INFORMATION SHOWN:
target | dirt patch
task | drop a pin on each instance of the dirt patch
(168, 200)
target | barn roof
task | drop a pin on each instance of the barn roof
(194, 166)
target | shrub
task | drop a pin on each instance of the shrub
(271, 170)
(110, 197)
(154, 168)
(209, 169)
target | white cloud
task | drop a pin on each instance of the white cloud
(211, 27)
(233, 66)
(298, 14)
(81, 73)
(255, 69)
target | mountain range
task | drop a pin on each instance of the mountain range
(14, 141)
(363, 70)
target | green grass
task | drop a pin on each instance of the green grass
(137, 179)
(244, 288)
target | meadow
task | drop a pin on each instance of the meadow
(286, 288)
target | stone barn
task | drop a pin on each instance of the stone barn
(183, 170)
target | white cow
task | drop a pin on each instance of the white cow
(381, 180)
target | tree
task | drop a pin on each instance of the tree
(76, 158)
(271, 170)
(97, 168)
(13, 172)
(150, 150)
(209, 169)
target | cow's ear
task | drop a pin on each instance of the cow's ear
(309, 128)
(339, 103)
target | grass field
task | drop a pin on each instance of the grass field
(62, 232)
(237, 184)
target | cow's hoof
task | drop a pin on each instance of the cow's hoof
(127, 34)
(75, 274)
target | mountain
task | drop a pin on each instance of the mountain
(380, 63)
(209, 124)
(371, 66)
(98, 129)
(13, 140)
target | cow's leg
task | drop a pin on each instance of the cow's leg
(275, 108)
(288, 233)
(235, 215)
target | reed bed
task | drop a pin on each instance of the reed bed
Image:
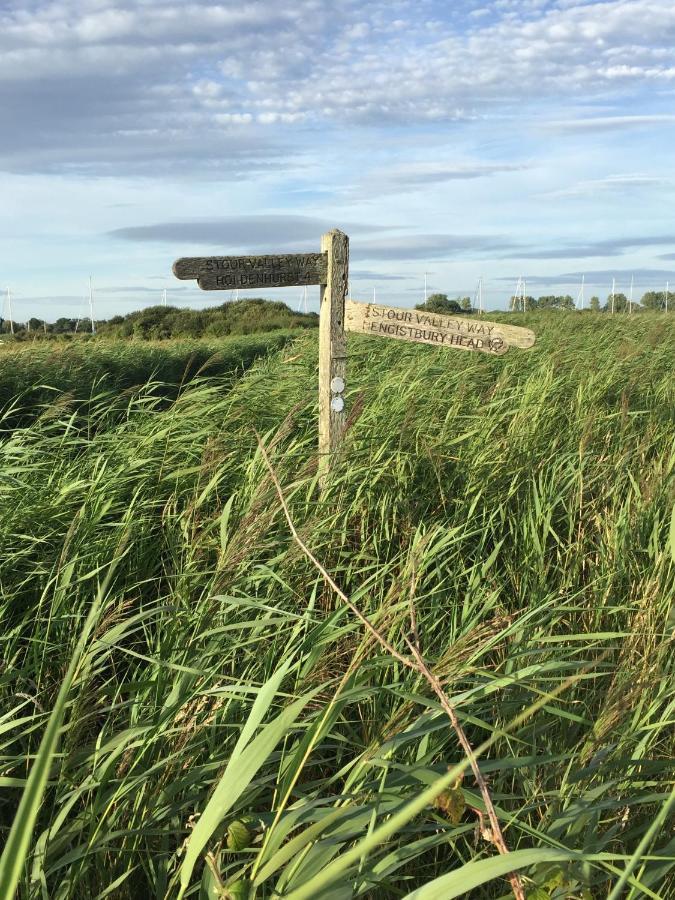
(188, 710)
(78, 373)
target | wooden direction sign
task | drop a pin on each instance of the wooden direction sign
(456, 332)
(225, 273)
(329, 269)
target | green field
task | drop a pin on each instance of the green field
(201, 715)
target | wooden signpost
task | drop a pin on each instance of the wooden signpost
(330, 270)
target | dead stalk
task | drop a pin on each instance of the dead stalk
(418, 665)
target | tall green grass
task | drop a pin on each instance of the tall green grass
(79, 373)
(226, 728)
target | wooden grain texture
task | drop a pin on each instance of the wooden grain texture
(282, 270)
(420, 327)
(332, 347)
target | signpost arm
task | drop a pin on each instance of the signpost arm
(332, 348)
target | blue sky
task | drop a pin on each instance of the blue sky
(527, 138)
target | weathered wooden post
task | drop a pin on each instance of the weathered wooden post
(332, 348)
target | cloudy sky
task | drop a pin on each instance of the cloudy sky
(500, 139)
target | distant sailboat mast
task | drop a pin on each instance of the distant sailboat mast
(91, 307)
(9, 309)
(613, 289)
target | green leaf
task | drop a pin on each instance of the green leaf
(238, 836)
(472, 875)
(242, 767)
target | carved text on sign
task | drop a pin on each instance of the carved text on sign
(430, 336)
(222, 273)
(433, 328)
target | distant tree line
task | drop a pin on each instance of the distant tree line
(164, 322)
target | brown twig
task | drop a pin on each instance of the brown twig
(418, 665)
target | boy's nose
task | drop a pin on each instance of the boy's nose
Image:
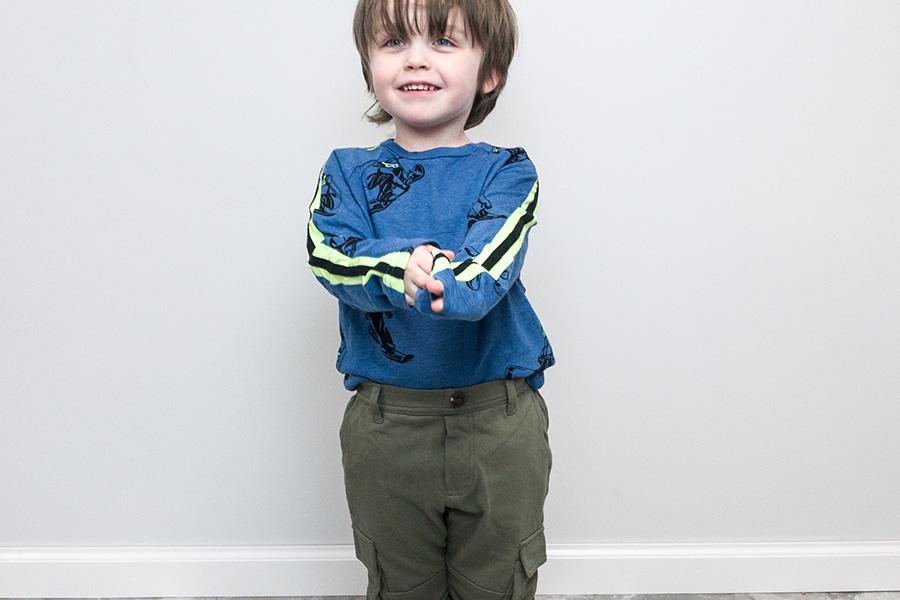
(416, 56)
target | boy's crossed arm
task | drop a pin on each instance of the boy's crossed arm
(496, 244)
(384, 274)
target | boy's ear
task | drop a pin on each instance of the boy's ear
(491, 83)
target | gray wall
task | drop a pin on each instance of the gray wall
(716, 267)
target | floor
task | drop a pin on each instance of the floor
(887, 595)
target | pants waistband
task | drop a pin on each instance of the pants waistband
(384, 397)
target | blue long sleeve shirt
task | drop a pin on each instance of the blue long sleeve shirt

PROBLEM DESCRIPTION:
Write out every row above again, word for word, and leave the pictures out.

COMPLETE RESPONSE:
target | dirt patch
task | drop a pin on each instance of the dirt patch
(168, 200)
target | barn roof
task | drop a pin on each instance of the barn roof
(194, 166)
target | shrub
task | drop a pin on each instance of the shrub
(271, 170)
(110, 197)
(154, 168)
(209, 169)
target | white cloud
task | drop a pin on each instance of the white cloud
(211, 27)
(233, 66)
(298, 14)
(81, 73)
(255, 69)
target | mountain range
task | drop a pin on each instance of the mountain range
(14, 141)
(363, 70)
target | green grass
task | drop a pin on each instance of the green grass
(137, 179)
(244, 288)
target | meadow
task | drop a pin on each instance of the meadow
(286, 288)
target | stone barn
task | drop a pin on each instance of the stone barn
(183, 170)
target | white cow
task | drop a pin on each instance of the white cow
(381, 180)
target | tree
task | drop a pin on each instance of the tree
(76, 158)
(271, 170)
(97, 168)
(13, 172)
(150, 150)
(209, 169)
target | cow's ear
task | drop a pin on each instance of the cow's ear
(309, 128)
(339, 103)
target | grass field
task | drop a pin on each instance of the grass field
(62, 232)
(237, 184)
target | cow's hoof
task | drop a pin on each instance of the cow's hoof
(127, 34)
(75, 274)
target | mountain
task | drop a pin on each instance of the mountain
(380, 63)
(209, 124)
(371, 66)
(98, 129)
(13, 140)
target | cow's leg
task | drop a pin on each instance of the cow's leg
(275, 108)
(288, 233)
(235, 215)
target | reed bed
task | drop a pin on each instance of the reed bed
Image:
(188, 710)
(78, 373)
target | wooden direction sign
task | drop a pin on each instance of the wooden direction sign
(456, 332)
(225, 273)
(329, 269)
target | green field
task | drop a pin on each instance of the green field
(201, 715)
target | wooden signpost
task | drop a pin on each instance of the wooden signpost
(330, 270)
target | dead stalk
task | drop a pin on each instance of the dead stalk
(418, 665)
target | tall green grass
task | drop a pin on each instance of the tall green grass
(79, 373)
(226, 728)
target | wooden grain texture
task | drop a pin on each instance of the wooden grain texture
(282, 270)
(420, 327)
(332, 347)
target | signpost arm
task | drop a pin on each instance of the signpost arm
(332, 348)
target | blue sky
task | drop a pin on each instance of the blue sky
(527, 138)
target | weathered wooden post
task | drop a pin on each instance of the weathered wooden post
(332, 348)
target | cloudy sky
task | drop a pin on each instance of the cloudy sky
(500, 139)
target | distant sailboat mast
task | drop a pin on each instance of the distant sailboat mast
(91, 307)
(9, 309)
(613, 289)
target | green leaf
task | drop a pin on each instance of the green leaf
(238, 836)
(472, 875)
(242, 767)
target | carved text on sign
task | drop a pin on each instance of the carved text on sign
(430, 336)
(222, 273)
(433, 328)
target | distant tree line
task | drop a pin on each instance of the distant tree line
(164, 322)
target | brown twig
task | drop a pin on each instance of the brown twig
(418, 665)
target | boy's nose
task | drop a pin on each instance of the boy's nose
Image:
(416, 56)
target | boy's crossed arm
task | drop a pin on each instance of the boy's crossed arm
(496, 244)
(384, 274)
target | boy's ear
task | drop a pin on each instance of the boy's ear
(491, 83)
target | gray wall
task | drop a pin on each instance of the gray wall
(716, 267)
target | floor
task | drop a pin on each instance of the floor
(887, 595)
target | pants waistband
task | drop a pin on each instance of the pants waistband
(384, 397)
target | blue long sleeve shirt
task | drop a pin on each instance of the blue long sleeve shirt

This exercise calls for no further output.